== AIM OF THE TASK ==
Reproduce each of the rows below verbatim, changing nothing in any of them.
begin
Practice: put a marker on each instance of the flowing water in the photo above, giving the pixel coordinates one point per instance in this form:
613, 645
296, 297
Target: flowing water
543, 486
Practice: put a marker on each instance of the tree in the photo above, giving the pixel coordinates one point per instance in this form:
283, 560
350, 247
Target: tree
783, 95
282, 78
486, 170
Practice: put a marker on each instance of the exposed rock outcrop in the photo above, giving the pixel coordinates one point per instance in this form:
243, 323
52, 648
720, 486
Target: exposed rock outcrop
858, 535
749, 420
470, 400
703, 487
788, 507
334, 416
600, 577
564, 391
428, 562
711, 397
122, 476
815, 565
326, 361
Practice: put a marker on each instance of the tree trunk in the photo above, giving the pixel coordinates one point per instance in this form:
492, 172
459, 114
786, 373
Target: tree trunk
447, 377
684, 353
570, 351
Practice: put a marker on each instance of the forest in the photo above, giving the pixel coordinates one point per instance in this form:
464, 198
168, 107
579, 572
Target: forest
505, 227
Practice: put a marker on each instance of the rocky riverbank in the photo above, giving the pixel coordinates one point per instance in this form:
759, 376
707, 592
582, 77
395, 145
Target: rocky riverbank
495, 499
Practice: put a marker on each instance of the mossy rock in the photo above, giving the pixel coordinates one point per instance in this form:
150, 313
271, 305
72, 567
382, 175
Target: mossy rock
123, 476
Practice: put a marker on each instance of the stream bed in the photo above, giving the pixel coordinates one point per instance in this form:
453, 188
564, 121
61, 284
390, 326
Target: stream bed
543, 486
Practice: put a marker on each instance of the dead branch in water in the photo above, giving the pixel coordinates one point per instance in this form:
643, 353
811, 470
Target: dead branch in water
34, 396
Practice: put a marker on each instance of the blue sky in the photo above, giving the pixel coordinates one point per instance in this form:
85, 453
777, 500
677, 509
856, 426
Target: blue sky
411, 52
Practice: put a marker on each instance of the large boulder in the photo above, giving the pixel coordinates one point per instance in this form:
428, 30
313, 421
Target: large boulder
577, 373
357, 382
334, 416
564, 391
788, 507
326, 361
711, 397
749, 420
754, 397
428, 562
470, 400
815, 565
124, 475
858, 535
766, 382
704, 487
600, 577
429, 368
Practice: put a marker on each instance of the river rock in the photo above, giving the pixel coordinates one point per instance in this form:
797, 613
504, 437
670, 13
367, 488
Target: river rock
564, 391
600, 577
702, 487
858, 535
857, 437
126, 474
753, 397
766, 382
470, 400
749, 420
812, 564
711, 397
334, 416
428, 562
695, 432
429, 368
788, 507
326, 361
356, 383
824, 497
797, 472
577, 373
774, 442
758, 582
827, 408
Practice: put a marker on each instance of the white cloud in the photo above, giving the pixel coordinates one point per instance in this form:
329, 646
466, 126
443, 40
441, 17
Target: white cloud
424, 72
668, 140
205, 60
end
== WRITTEN SOLUTION ==
Practice: put a marker on each instance of the flowing water in the photo above, giving the pixel coordinates one point per instance in this form:
613, 645
296, 297
Target: flowing water
543, 486
Practice: put a marker on each instance of the tree in the photo above, giving the pixel coordinates one point per instance in this form:
283, 560
350, 247
Target: tree
783, 95
282, 78
486, 170
Practice: put a marker on each instance of the exposed rock outcrop in the photo above, giving the pixel coordinates one point per instance in this form:
243, 323
52, 648
720, 486
Target: exposed rock outcrop
858, 535
749, 420
470, 400
703, 487
788, 507
334, 416
600, 577
564, 391
428, 562
711, 397
122, 476
815, 565
326, 361
Practice: put a marker on each instance of the tree trunk in the photo above, giving the pixel coordinates one point per instance in this form:
492, 172
459, 114
786, 373
Target: tree trunk
447, 377
684, 353
570, 351
Practice: put a marker on each instance of the forest in the photo above, giving the pixel coordinates one point per instance in this form:
464, 198
168, 107
579, 572
Target: forest
505, 227
Practice: put a marker on each instance of the rocky riverbank in the photo above, giving the pixel coordinates one point per instance in this form:
759, 376
707, 592
582, 77
395, 145
Target: rocky riverbank
495, 499
Practice: put a marker on each instance of the mossy rock in the photo above, giving the pixel coordinates one point per instance in this form:
150, 313
271, 305
72, 567
382, 175
Target: mossy rock
123, 476
Practice: put a marker on each instance of the stream bed in the photo above, giving the pixel coordinates one point per instance in this form:
453, 188
564, 121
61, 284
390, 326
Target: stream bed
543, 486
Practice: put a marker on each instance of the dead branch in water in the photo above, giving the pixel coordinates one point per instance in this form:
643, 353
811, 470
Target: dead branch in water
34, 396
Practice: put a marker on each instance of the blue sky in the photo above, giving the pixel coordinates one point per instance in this form:
85, 453
777, 500
677, 509
856, 426
Target: blue sky
411, 52
Practice: put a marker on each instance of the large boulder in the photo above, giving the pixel coordinates one point per instance in this form:
428, 30
313, 421
Target: large boulder
577, 373
357, 382
334, 416
564, 391
788, 507
326, 361
711, 397
749, 420
754, 397
428, 562
470, 400
815, 565
124, 475
858, 535
766, 382
704, 487
600, 577
429, 368
Practice: put a marker on each instance of the river rock in the photo above, giving the pixel coordinates one point per instance in this form:
797, 613
504, 437
670, 13
367, 488
Target: river rock
564, 391
600, 577
702, 487
858, 535
857, 437
126, 474
753, 397
766, 382
470, 400
749, 420
812, 564
711, 397
334, 416
428, 562
695, 432
429, 368
788, 507
326, 361
356, 383
824, 497
797, 472
577, 373
774, 442
758, 582
827, 408
Practice: put a marker on each instance of the white cloud in the photo above, giving the pixel coordinates one point per instance in this form:
329, 646
466, 126
443, 40
441, 17
Target: white cloud
424, 72
668, 140
205, 60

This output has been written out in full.